(Saved entries)
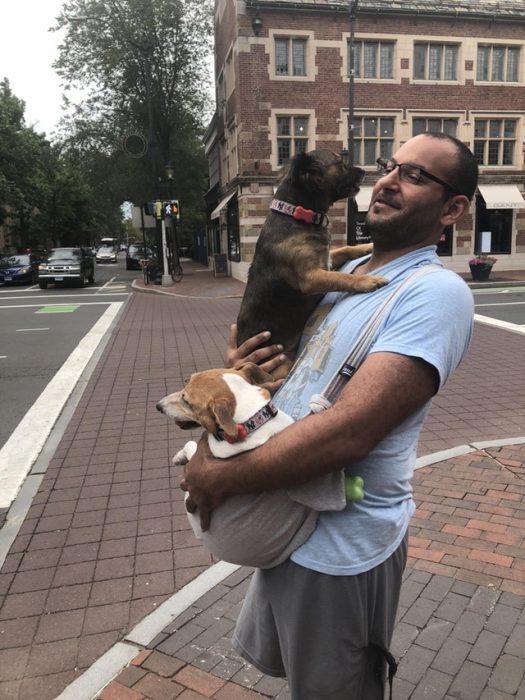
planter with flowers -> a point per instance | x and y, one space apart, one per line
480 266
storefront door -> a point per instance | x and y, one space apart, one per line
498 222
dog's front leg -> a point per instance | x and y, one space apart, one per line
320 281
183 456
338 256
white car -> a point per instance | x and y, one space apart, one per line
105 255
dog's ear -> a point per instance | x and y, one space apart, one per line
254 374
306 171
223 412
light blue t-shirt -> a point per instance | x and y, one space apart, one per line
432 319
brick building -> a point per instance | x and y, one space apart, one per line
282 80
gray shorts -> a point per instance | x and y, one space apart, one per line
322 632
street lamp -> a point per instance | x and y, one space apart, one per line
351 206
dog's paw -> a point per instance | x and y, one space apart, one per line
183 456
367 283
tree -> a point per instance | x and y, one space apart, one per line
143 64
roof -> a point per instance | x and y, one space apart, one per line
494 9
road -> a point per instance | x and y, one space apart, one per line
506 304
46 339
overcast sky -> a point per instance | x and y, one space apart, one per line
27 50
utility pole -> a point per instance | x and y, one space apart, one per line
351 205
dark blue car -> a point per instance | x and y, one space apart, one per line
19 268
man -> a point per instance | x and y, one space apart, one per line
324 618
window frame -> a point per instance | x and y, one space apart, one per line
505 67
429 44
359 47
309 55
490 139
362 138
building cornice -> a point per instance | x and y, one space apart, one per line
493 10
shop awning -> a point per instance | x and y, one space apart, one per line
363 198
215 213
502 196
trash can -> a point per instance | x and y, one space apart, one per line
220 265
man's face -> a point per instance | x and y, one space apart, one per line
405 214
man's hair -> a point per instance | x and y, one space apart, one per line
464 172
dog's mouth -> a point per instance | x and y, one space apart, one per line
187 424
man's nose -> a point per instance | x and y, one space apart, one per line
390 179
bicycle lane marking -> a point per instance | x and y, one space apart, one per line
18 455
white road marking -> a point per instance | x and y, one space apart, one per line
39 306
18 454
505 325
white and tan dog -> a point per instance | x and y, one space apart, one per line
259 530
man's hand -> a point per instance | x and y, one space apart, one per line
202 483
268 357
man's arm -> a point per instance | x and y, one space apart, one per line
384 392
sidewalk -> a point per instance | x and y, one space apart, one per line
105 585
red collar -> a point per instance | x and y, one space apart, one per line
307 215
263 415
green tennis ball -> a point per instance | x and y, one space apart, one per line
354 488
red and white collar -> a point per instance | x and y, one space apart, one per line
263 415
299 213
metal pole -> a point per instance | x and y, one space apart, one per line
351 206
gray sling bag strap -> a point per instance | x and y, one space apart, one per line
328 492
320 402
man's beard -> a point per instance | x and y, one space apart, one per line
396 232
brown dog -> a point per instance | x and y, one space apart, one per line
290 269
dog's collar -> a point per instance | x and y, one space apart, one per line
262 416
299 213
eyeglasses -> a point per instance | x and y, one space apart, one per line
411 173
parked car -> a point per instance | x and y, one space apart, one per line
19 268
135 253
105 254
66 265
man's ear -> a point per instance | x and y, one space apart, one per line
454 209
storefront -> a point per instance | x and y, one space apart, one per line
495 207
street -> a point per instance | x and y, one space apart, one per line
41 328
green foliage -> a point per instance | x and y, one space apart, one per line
---
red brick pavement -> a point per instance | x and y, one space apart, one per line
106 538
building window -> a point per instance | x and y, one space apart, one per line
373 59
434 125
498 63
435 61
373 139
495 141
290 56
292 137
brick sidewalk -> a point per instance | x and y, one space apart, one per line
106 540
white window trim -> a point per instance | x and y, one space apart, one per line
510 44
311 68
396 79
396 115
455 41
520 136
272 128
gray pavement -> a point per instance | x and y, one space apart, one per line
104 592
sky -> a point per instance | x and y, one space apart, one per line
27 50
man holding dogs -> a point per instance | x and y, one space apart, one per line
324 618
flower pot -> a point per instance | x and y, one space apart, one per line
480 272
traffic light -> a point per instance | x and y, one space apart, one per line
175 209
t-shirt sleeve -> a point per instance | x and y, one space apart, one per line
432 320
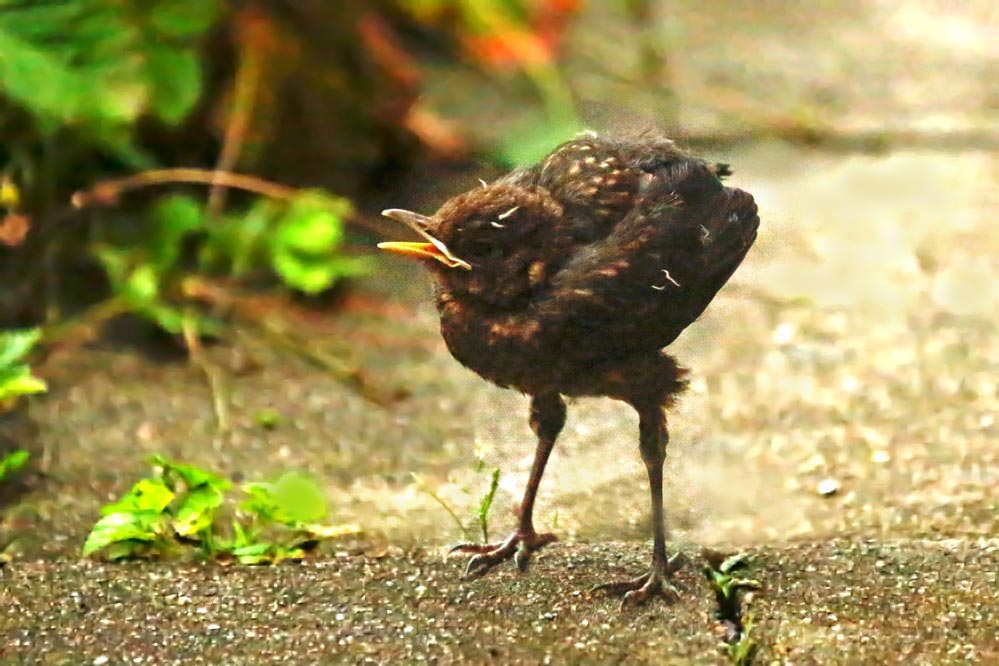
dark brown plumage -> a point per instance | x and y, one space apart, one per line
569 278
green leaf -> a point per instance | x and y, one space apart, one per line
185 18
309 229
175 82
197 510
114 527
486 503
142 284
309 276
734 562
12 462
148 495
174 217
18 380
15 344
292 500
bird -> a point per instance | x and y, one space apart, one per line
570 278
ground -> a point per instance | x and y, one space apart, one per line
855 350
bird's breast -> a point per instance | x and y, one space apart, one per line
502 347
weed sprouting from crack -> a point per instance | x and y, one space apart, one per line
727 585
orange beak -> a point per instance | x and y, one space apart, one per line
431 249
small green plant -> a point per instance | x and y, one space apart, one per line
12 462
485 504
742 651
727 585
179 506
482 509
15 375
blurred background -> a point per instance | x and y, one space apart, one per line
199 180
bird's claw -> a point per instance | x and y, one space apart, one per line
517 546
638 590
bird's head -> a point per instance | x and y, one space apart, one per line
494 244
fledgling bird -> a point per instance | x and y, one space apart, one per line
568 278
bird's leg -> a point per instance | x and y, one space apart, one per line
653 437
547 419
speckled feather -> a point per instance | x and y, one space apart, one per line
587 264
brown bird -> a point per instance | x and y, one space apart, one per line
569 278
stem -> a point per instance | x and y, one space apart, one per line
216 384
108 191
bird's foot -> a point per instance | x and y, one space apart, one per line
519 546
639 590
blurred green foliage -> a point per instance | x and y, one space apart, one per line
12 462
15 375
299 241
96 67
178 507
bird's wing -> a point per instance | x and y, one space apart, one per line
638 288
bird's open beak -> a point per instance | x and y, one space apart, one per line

TASK OBJECTIVE:
Look above for the line with "bird's leg ->" and the line with "bird's open beak". Retype those two lines and every line between them exactly, adding nothing.

SOLUTION TO THIS PROBLEM:
bird's leg -> a point per instance | x and y, one space apart, one per line
653 437
547 419
speckled feather -> a point per instance | x and y, one space apart, one per line
587 264
brown bird -> a point per instance | x and y, one space apart, one per line
569 278
stem -> a point per instance | x and y, one space apart, one per line
216 384
108 191
bird's foot -> a point per instance | x and y, one space apart, one per line
519 546
639 590
blurred green foliage -> a point per instance | x and y, one space apart, one per line
12 462
15 375
299 241
96 67
178 507
bird's wing -> a point per instance | x and y, one space apart, one per line
638 288
bird's open beak -> a point per instance | x and y, one space apart, one per line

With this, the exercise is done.